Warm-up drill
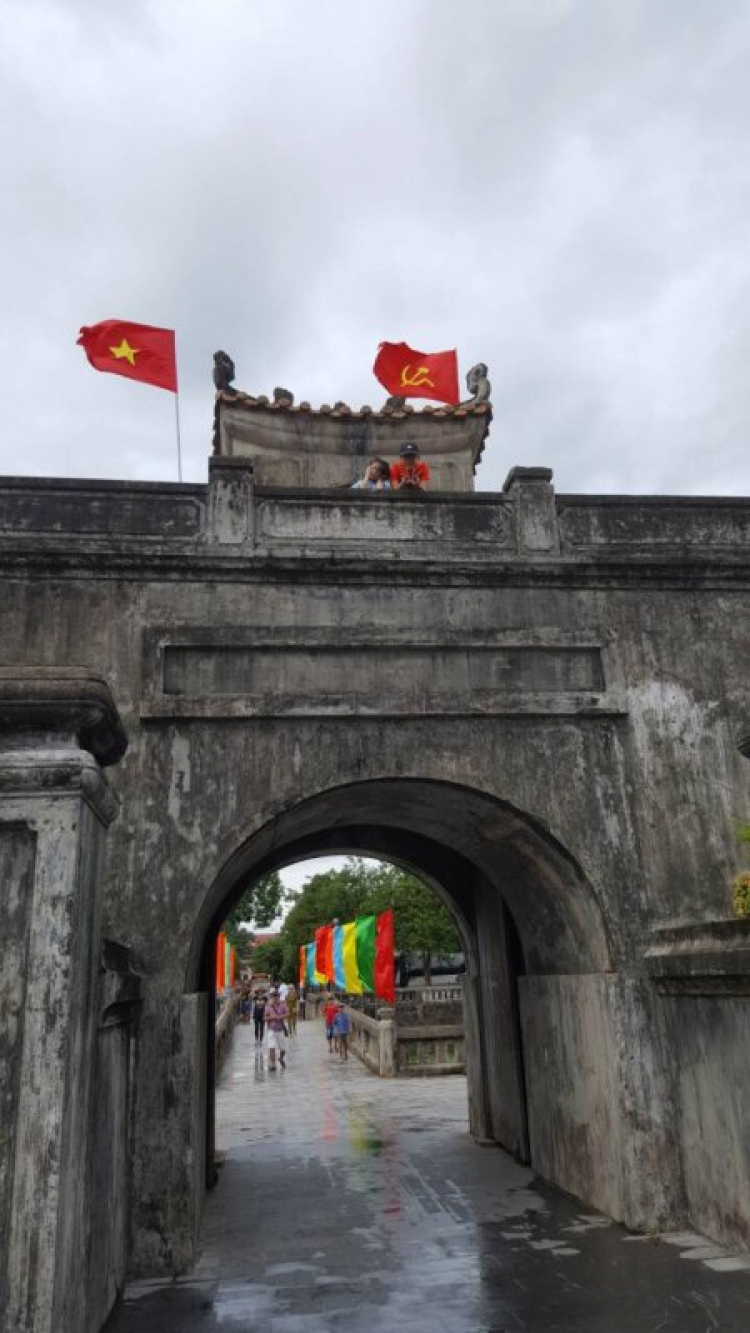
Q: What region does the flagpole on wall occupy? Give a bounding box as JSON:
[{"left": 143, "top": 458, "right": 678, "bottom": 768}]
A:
[{"left": 175, "top": 389, "right": 183, "bottom": 481}]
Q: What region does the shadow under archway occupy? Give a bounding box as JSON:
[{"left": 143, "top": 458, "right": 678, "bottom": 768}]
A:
[
  {"left": 185, "top": 778, "right": 614, "bottom": 990},
  {"left": 185, "top": 778, "right": 614, "bottom": 1221}
]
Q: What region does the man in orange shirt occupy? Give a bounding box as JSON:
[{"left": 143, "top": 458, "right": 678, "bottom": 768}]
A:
[
  {"left": 322, "top": 996, "right": 338, "bottom": 1056},
  {"left": 390, "top": 443, "right": 430, "bottom": 491}
]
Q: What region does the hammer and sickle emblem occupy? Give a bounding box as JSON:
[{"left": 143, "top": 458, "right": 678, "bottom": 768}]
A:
[{"left": 401, "top": 365, "right": 434, "bottom": 389}]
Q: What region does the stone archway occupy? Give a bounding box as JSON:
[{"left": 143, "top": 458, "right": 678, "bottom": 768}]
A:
[{"left": 185, "top": 778, "right": 629, "bottom": 1242}]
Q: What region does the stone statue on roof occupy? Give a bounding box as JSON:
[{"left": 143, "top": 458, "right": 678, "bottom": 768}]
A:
[
  {"left": 466, "top": 361, "right": 492, "bottom": 404},
  {"left": 213, "top": 352, "right": 234, "bottom": 393}
]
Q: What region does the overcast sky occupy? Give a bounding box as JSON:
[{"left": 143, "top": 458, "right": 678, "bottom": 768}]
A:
[{"left": 0, "top": 0, "right": 750, "bottom": 495}]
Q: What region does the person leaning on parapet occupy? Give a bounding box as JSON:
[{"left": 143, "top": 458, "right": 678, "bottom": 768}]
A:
[
  {"left": 352, "top": 459, "right": 390, "bottom": 491},
  {"left": 390, "top": 443, "right": 430, "bottom": 491}
]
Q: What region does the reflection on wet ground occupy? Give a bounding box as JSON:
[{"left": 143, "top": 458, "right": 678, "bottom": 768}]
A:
━━━━━━
## PROBLEM STATEMENT
Rewrite all the records above, changing every "occupy" to "cover" and leaving everything else unchanged. Omit the pictures.

## RESPONSE
Warm-up drill
Q: What region does the flagpole on wall cover? Give a bounding box as JSON:
[{"left": 143, "top": 458, "right": 678, "bottom": 768}]
A:
[{"left": 175, "top": 389, "right": 183, "bottom": 481}]
Q: What region does the shadow under archway cover? Give a bounding box as JSON:
[{"left": 143, "top": 458, "right": 678, "bottom": 768}]
A:
[
  {"left": 185, "top": 778, "right": 614, "bottom": 990},
  {"left": 185, "top": 778, "right": 614, "bottom": 1221}
]
Q: What region does the man in orange shirt cover? Give a bounding box as JSON:
[{"left": 143, "top": 458, "right": 678, "bottom": 768}]
A:
[
  {"left": 322, "top": 996, "right": 338, "bottom": 1056},
  {"left": 390, "top": 443, "right": 430, "bottom": 491}
]
Q: What region does the hammer and sickle emblem cover? Give a bounding box as JSON:
[{"left": 143, "top": 458, "right": 678, "bottom": 768}]
A:
[{"left": 401, "top": 365, "right": 434, "bottom": 389}]
Q: What region does the stone archway cover? Give a bounding box as JSON:
[{"left": 143, "top": 458, "right": 678, "bottom": 768}]
A:
[{"left": 185, "top": 778, "right": 629, "bottom": 1242}]
Q: What region does the stone statue on roof cover? Give a bounding box as JSON:
[{"left": 143, "top": 458, "right": 678, "bottom": 768}]
A:
[
  {"left": 466, "top": 361, "right": 492, "bottom": 404},
  {"left": 213, "top": 352, "right": 234, "bottom": 393}
]
Q: What region does the overcast sky cover? Give a bounding box as JSON:
[{"left": 143, "top": 458, "right": 678, "bottom": 768}]
A:
[{"left": 0, "top": 0, "right": 750, "bottom": 495}]
Q: What region does the person leaning on parapet cover? Give a bounding box as JSON:
[{"left": 143, "top": 458, "right": 678, "bottom": 768}]
A:
[
  {"left": 352, "top": 459, "right": 390, "bottom": 491},
  {"left": 390, "top": 443, "right": 430, "bottom": 491}
]
Q: What region does the reflection on wet ground cover? Give a bounding box as JSON:
[{"left": 143, "top": 458, "right": 678, "bottom": 768}]
A:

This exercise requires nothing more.